__Set of tasks__
a) Answer these about the Caspian Sea captions, one per line:
(i) As early as which century were wells being hand-dug in the region?
(ii) At which beach do boys splash in the shadow of oil rigs?
(iii) In which town do a mother and daughter sit on the artificial sea wall?
b) Carry on the Caspian Sea captions past their final sentence.

— Start Text block —

The SOCAR (State Oil Company of Azerbaijan Republic) oil fields in Ramana on the Absheron Peninsula. Wells in the Caspian were being hand-dug in the region as early as the 10th century and the world’s first offshore and machine drilled wells were built on the Absheron Peninsula during the 1870′s, Azerbaijan.


Boys splash in the Caspian Sea, in the shadow of oil rigs at Sixov beach in Baku, Azerbaijan.


A mother and daughter sit on the artificial sea wall in Astara, near the border with Iran. The Caspian Sea borders are still unresolved between these two countries, almost twenty years after the dissolution of the Soviet Union. Both countries claim ownership of lucrative oil fields in the southern waters, which has led to a series of confrontations, as each side has forged exploratory missions to profit from the region, Azerbaijan.

— End Text block —
— Start Recorded information —

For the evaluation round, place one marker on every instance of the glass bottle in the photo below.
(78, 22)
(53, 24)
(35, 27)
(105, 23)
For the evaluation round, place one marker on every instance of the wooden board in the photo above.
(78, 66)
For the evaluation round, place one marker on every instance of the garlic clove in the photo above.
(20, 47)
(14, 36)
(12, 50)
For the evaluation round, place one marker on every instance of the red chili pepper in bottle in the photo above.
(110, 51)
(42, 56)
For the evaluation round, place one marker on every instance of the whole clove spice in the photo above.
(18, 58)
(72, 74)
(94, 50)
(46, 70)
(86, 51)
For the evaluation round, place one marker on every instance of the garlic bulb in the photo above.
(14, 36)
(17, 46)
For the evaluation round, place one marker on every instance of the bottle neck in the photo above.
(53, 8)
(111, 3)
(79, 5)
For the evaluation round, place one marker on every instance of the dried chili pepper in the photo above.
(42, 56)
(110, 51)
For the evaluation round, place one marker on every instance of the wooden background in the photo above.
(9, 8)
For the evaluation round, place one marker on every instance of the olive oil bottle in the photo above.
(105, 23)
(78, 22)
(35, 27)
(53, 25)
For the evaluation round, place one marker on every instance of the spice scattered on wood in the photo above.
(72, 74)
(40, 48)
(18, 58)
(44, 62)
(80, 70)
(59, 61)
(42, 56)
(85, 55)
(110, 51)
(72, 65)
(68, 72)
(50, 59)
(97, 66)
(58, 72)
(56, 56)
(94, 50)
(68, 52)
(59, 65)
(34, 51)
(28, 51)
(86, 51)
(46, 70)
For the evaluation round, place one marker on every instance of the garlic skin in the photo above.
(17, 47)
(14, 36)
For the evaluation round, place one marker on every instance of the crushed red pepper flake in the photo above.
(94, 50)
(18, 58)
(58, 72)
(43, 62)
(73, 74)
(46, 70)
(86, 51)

— End Recorded information —

__Expected answers__
a)
(i) The 10th century
(ii) Sixov beach in Baku
(iii) Astara, near the border with Iran

b)
Two sisters run down to the underground mosque in Beket-Ata near the Caspian Sea. They have come on a pilgrimage with their family from Aktau, to pray for the recovery of their uncle, Kazakhstan.


In a coastal cemetery, Uzbek migrant workers wear makeshift masks and sunglasses to protect themselves from the sun’s glare, reflecting off the mussel-chalk they work with. They are building elaborate mausoleums for the newly rich middle class. These grave builders work from dawn til dusk, sleeping on site for months at a time, Kazakhstan.


An Uzbek migrant worker pastes plaster into the cracks of a mausoleum. When the Koshkar-Ata cemetery was first established mausoleums were reserved for local saints, a status that was obtained through wisdom and benevolence, through contributions to the well being of the community. Today the splendid tombs belong to the local oil barons. These grave builders work from dawn til dusk, sleeping on site for months at a time, Kazakstan.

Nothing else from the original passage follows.